◆ **PAGE EXTRACT**
One of the things you rarely hear mentioned in the soft cooing world of pregnancy and baby talk, is the heavy price that most women pay for the joys of having children - it makes them incontinent.

Well, lets face it, you rarely hear incontinence mentioned in any part of the world outside the urology clinic. But being unable to hold or control the flow of urine is a very common complication of giving birth.
A small percentage of women find themselves in an even worse nightmare - they lose control of their bowels too.

Fortunately, for most, it is no more than just a temporary problem that will go away after time usually a few weeks after giving birth, the scars are healed, and all the muscles in the area have regained their normal tone. But childbirth is just the first of several onslaughts which make women particularly vulnerable to urinary incontinence (it's more than twice as common in women than men).

Your body normally relies on a sophisticated system, which combines nervous control (from both the brain and bladder) with structural design, to make passing urine a subtle subconscious action.
There are several ways in which this control can be upset. For example, multiple sclerosis, Alzheimer's disease, stroke, Parkinson's disease, brain tumors, and pelvic surgery, can all harm bladder nerves or muscles. But childbirth remains one of the main risk factors.

◆ **INSTRUCTIONS**
a: In the article on childbirth and incontinence, how much more common is urinary incontinence in women than in men?
b: Continue the article on childbirth and incontinence from its last sentence.
The data entries that come next are not needed.

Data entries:
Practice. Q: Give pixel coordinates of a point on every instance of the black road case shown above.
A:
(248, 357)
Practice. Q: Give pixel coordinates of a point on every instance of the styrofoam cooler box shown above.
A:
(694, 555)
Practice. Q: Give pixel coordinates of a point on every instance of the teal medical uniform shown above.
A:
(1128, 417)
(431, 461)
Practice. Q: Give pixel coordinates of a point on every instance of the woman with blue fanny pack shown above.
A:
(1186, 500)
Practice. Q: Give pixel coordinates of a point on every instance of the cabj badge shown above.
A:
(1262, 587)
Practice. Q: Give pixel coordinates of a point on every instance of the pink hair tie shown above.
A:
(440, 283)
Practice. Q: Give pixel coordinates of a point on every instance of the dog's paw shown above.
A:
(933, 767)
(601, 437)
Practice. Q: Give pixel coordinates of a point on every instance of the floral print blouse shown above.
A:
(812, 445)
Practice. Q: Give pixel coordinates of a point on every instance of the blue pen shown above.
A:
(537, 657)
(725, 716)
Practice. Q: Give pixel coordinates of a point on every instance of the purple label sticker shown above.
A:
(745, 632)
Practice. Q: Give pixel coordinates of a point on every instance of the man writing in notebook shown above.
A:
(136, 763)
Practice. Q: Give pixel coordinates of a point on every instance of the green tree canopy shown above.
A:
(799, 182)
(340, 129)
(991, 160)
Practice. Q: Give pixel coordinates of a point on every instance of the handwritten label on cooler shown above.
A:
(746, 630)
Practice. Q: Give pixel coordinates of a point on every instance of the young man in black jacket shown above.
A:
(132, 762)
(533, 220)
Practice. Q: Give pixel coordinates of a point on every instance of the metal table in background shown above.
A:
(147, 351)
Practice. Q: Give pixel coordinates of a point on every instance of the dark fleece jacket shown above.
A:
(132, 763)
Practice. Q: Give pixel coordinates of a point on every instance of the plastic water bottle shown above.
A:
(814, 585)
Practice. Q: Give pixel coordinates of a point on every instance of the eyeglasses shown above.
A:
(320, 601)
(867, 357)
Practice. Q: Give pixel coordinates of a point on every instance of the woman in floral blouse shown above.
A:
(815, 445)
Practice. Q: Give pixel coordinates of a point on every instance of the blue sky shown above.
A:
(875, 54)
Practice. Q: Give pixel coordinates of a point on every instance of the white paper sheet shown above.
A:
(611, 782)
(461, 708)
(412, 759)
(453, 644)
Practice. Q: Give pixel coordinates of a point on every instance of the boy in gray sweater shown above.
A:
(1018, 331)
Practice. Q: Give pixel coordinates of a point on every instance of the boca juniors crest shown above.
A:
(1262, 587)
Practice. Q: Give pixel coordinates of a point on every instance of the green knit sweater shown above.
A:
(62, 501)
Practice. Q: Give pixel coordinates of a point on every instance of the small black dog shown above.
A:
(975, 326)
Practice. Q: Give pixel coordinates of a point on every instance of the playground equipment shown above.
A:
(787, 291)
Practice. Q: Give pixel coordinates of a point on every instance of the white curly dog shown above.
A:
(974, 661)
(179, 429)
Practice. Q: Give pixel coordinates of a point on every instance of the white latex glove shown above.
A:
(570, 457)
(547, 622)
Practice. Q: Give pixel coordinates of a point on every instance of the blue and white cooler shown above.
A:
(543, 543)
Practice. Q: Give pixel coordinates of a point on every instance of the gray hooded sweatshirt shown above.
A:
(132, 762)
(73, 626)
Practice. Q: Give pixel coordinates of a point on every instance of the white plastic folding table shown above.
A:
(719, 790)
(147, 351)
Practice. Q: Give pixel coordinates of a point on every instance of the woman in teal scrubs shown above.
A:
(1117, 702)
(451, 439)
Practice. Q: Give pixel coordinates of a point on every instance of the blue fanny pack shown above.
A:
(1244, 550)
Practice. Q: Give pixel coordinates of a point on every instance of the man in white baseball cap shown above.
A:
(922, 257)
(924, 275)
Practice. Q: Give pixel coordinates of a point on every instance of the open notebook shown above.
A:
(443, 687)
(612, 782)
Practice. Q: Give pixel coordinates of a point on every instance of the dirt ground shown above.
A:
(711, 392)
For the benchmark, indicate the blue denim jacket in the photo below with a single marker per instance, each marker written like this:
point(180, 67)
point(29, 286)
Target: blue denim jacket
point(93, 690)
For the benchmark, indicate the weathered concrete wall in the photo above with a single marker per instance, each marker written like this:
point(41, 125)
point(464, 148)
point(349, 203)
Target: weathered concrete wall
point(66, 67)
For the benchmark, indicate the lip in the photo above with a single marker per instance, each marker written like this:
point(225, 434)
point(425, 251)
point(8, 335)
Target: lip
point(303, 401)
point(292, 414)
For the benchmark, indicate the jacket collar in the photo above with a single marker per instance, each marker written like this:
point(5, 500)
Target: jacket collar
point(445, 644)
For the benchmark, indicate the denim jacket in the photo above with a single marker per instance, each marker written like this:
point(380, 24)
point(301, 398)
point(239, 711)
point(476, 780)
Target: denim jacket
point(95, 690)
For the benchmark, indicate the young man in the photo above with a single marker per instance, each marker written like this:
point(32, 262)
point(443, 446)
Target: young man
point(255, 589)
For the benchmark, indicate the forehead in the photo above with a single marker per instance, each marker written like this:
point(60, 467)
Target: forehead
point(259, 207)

◆ **PER-TASK OUTPUTS**
a: It is more than twice as common in women.

b:
One of the most controversial childbirth factors is whether the risk of urinary incontinence is increased by an episiotomy (a cut made in the tissues of the birth canal to allow easier passage of the baby). The latest evidence seems to suggest that episiotomies do not significantly increase the risk of urinary incontinence.

External factors can also affect bladder control. For example, many medicines can interfere with the function of the urinary tract.
There are several types of urinary incontinence in both men and woman old and young.
Because the control of urine flow involves several elements, there are a variety of ways it can go wrong. Six different types of urinary incontinence are recognized - stress, urge, mixed, neurogenic, overflow and post-prostatectomy incontinence. The treatment you need will depend on which type of incontinence you have.